## Records of labeled points:
..........

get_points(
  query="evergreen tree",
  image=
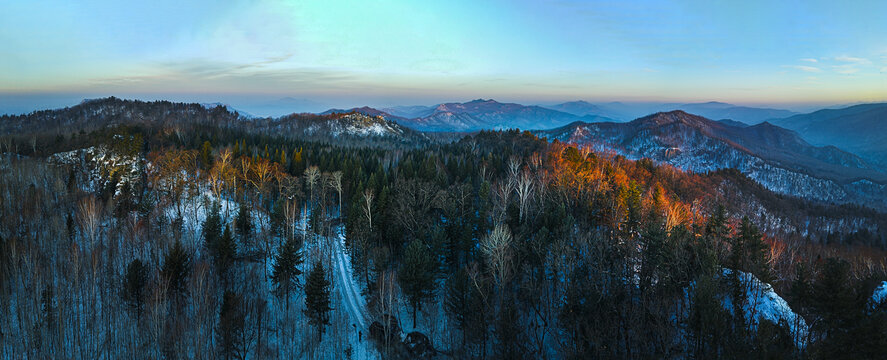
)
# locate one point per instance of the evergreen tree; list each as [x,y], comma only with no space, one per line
[224,252]
[244,224]
[232,321]
[134,282]
[416,275]
[212,227]
[176,267]
[317,298]
[285,274]
[278,217]
[749,252]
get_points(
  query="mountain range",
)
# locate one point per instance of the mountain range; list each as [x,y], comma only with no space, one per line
[475,115]
[775,157]
[713,110]
[861,129]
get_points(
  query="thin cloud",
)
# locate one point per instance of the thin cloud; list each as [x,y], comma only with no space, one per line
[846,69]
[851,59]
[806,68]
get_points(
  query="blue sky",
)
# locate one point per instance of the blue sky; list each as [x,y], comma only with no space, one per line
[349,53]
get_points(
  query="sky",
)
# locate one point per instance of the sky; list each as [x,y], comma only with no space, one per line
[306,55]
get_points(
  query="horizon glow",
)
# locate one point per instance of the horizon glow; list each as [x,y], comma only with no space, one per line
[389,52]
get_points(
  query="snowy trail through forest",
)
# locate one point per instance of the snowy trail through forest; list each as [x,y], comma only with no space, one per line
[349,290]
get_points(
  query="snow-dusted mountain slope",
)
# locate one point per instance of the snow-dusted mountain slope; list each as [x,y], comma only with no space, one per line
[775,157]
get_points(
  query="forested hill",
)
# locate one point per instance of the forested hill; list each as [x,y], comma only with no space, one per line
[46,130]
[187,234]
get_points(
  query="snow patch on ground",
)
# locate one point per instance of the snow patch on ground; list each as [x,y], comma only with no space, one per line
[764,303]
[880,294]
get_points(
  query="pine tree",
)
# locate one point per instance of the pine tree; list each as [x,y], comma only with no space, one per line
[212,227]
[134,285]
[244,224]
[286,268]
[176,267]
[317,298]
[416,275]
[278,217]
[749,253]
[224,251]
[232,318]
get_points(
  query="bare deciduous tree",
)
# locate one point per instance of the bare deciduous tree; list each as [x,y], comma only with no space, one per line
[337,184]
[89,217]
[368,207]
[524,190]
[496,248]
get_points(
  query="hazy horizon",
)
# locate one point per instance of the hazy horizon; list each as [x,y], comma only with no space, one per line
[270,106]
[341,54]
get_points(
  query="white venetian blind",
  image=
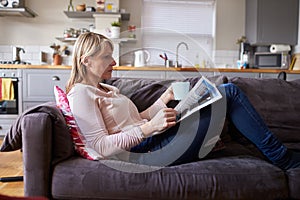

..........

## Work to complete:
Pick out every line above that contains the string "pine" and copy each one. Case counts.

## Worked solution:
  query="pine tree",
# locate one point per instance of the pine tree; list each as [x,y], comma only with no space, one per line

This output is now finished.